▶ _Task data_
▽

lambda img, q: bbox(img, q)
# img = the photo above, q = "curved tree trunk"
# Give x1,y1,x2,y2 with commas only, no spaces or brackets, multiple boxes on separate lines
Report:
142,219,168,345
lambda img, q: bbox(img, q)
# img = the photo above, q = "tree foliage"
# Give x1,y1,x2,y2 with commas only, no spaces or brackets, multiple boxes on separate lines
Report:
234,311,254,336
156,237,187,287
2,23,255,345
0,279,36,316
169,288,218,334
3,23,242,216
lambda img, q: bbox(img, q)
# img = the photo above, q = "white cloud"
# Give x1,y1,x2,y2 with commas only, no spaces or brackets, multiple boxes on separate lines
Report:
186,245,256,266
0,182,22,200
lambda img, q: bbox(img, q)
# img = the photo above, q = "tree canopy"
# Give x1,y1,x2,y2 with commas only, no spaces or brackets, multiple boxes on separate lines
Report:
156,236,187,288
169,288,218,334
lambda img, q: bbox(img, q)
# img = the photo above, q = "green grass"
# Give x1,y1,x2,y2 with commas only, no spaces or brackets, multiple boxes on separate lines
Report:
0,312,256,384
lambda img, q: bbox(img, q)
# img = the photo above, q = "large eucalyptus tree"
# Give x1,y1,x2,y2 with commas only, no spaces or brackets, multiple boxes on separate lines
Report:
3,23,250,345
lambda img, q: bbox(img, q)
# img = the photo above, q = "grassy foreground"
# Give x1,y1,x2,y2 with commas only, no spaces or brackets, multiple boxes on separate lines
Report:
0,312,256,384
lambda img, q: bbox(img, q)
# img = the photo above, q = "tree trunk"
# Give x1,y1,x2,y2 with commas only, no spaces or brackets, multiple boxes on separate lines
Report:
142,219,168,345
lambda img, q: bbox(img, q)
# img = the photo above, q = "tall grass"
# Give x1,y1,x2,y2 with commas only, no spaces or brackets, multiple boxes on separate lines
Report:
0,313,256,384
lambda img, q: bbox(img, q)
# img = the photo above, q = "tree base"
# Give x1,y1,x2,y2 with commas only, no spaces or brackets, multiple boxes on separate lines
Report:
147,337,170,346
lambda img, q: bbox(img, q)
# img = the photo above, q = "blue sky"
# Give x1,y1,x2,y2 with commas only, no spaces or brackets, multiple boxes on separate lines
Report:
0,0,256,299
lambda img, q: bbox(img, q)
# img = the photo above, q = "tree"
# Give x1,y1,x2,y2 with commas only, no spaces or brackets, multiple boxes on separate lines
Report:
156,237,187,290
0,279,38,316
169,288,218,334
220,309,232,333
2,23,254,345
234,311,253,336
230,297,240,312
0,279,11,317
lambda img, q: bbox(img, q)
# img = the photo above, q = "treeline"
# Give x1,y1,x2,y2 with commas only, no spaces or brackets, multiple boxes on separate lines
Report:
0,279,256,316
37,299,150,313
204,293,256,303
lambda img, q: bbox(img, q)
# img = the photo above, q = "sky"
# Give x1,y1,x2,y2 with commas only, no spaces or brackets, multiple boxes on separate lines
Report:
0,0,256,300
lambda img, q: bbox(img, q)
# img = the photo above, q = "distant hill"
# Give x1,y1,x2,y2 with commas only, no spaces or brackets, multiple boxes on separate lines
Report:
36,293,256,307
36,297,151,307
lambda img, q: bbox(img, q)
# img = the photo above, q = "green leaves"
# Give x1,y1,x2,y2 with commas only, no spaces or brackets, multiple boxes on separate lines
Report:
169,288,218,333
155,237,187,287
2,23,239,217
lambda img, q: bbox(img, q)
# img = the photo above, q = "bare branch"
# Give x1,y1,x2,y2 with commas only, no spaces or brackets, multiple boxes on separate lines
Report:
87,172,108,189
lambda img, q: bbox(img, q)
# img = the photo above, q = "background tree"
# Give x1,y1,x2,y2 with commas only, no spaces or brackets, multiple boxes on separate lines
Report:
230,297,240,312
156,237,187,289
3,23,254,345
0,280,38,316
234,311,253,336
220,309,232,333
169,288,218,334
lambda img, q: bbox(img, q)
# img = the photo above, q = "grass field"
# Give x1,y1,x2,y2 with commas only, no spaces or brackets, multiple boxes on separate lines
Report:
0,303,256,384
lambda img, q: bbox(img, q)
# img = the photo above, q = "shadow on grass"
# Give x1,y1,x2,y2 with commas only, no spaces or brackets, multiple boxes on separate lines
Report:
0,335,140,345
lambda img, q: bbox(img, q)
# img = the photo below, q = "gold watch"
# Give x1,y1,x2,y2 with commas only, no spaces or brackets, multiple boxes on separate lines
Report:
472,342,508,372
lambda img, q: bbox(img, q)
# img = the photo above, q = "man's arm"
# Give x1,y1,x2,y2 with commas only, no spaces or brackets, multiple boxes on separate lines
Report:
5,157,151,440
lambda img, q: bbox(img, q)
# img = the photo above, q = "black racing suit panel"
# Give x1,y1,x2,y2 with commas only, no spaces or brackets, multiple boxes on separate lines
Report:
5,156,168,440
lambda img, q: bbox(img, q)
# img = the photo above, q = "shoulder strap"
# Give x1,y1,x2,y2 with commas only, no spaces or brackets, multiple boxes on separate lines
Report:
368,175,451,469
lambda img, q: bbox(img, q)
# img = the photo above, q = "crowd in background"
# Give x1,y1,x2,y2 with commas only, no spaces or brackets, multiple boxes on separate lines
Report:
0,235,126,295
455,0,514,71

△

▶ _Problem details_
Return the entries above exactly, each one complete.

▶ _Exercise response_
lambda img, q: bbox(img, q)
# img = the photo above, q = "curved tree trunk"
# Give x1,y1,x2,y2 with commas only, no spaces or brackets, multiple boxes on separate lines
Report:
142,219,168,345
lambda img, q: bbox(img, q)
# img = the photo above, q = "tree foliage"
# Give x1,y1,x2,y2 with commas only, no spaces or brackets, multiple boxes on separate lines
Report:
234,311,254,336
156,237,187,287
2,23,255,345
0,279,36,316
169,288,218,334
3,23,242,216
lambda img, q: bbox(img, q)
# img = the photo above, q = "white cloud"
# Give x1,y1,x2,y2 with commas only, no spaces or brackets, multiple boxes on separate lines
Report:
186,245,256,266
0,182,22,200
lambda img, q: bbox(img, q)
# img = the photo above, q = "tree canopy"
# Give x1,y1,x2,y2 with commas only, no spaces or brackets, multiple boxes on separate lines
Report:
156,236,187,288
169,288,218,334
lambda img, q: bbox(img, q)
# img = the photo above, q = "green grass"
# Give x1,y1,x2,y2 with commas only, no spaces or brackets, multiple boxes on separate lines
Report:
0,312,256,384
lambda img, q: bbox(img, q)
# img = the photo above, q = "large eucalyptus tree"
# Give x1,y1,x2,y2 with commas only, no spaces or brackets, multiple boxes on separate lines
Report:
3,23,250,345
lambda img, q: bbox(img, q)
# img = the photo above, q = "grassy foreground"
# Give x1,y1,x2,y2 with commas only, no spaces or brackets, multiple boxes on separate lines
Report:
0,312,256,384
lambda img, q: bbox(img, q)
# img = the photo above, q = "tree trunk"
# Give x1,y1,x2,y2 with commas only, no spaces or brackets, multiple boxes on separate lines
Report:
142,219,168,345
lambda img, q: bbox(img, q)
# img = the photo above, q = "tall grass"
# Give x1,y1,x2,y2 with commas only, no spaces or brackets, multiple boxes on separate lines
Report:
0,313,256,384
lambda img, q: bbox(img, q)
# img = the photo above, q = "tree base"
# Give x1,y1,x2,y2 with commas only, no spaces or brackets, multiple boxes on separate lines
Report:
147,337,170,346
lambda img, q: bbox(img, q)
# img = the photo above, q = "blue sky"
# Give x1,y1,x2,y2 with commas only, no spaces or brackets, multiple boxes on separate lines
Report:
0,0,256,299
lambda img, q: bbox(img, q)
# img = the photo above, q = "tree"
# Give x1,y1,x2,y2 with commas only, no spaces or brackets, multiple boxes on separate lines
Report:
156,237,187,290
0,279,38,316
169,288,218,334
220,309,232,333
2,23,254,345
234,311,253,336
230,297,240,312
0,279,11,317
lambda img, q: bbox(img, q)
# img = the photo above, q = "treeline"
# Give x1,y1,x2,y2 with commas only, no spaces or brackets, multiple boxes on separate lines
Report:
0,279,256,316
37,299,150,313
204,293,256,303
lambda img, q: bbox(img, q)
# img = the photo above, q = "sky"
# Give x1,y1,x2,y2 with commas only, no spaces or brackets, multiple boxes on separate lines
Report:
0,0,256,300
lambda img, q: bbox(img, q)
# img = the photo above, q = "distant hill"
# Give x1,y1,x2,y2 with commas only, no spaces or brackets, multiple boxes on separate lines
Report:
36,293,256,307
36,297,151,307
lambda img, q: bbox(img, q)
# img = the photo above, q = "green leaves"
# Give x1,y1,x2,y2 with commas only, no spaces or brackets, multiple boxes on separate lines
Report:
169,288,218,333
155,237,187,287
2,23,239,217
lambda img, q: bbox(img, q)
# img = the photo above, q = "bare branch"
# Give x1,y1,x2,y2 with commas only, no spaces or brackets, multiple boxes on separate lines
Report:
87,172,108,189
lambda img, q: bbox(img, q)
# img = the photo above, q = "background tree"
# Give x1,y1,x2,y2 with commas only, no spaces or brackets, multiple boxes on separate lines
Report:
230,297,240,312
156,237,187,289
3,23,254,345
0,280,38,316
234,311,253,336
220,309,232,333
169,288,218,334
lambda img, q: bbox(img, q)
# img = the photo above, q = "grass field"
# Give x1,y1,x2,y2 with commas only, no spaces or brackets, multiple boxes on separate lines
Report:
0,303,256,384
lambda img, q: bbox(img, q)
# img = the photo above, q = "shadow on grass"
# Give x1,y1,x2,y2 with commas only, no spaces or brackets, multiple boxes on separate lines
Report:
0,335,140,345
lambda img, q: bbox(img, q)
# img = the photo below, q = "gold watch"
# Give x1,y1,x2,y2 with commas only, no spaces or brackets, multiple boxes on separate lines
Report:
472,342,508,372
lambda img, q: bbox(img, q)
# img = the photo above, q = "man's arm"
# Give x1,y1,x2,y2 with commas only, no spaces or brackets, multiple boxes on separate lines
Report:
5,157,151,440
lambda img, q: bbox(img, q)
# img = the photo above, q = "black racing suit panel"
# Give x1,y1,x2,y2 with commas only, no spaces or brackets, multiple boxes on separate lines
Report:
5,156,168,440
lambda img, q: bbox(img, q)
# img = the photo above, q = "shoulder strap"
# Give x1,y1,x2,y2 with commas only, no spaces or brackets, multiple boxes on separate lines
Report:
368,175,451,469
lambda img, q: bbox(img, q)
# img = the photo above, q = "crowd in background"
# Give x1,y1,x2,y2 with commas only, no spaces or brackets, multiple boxes on separate lines
Report:
0,235,126,295
455,0,514,71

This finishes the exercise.